*WHAT YOU SHOULD DO*. Print a faithful copy of the data below, word for word, with the pictures left out.

*DATA FOR THE TASK*.

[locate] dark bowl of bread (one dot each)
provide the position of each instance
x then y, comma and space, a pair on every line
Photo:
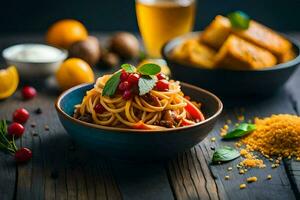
231, 61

*SOLUTION TO THE PROBLEM*.
[locate] dark bowl of bread (one dot each)
provide the position of each instance
x then y, comma and space, a pair on every line
Photo:
231, 61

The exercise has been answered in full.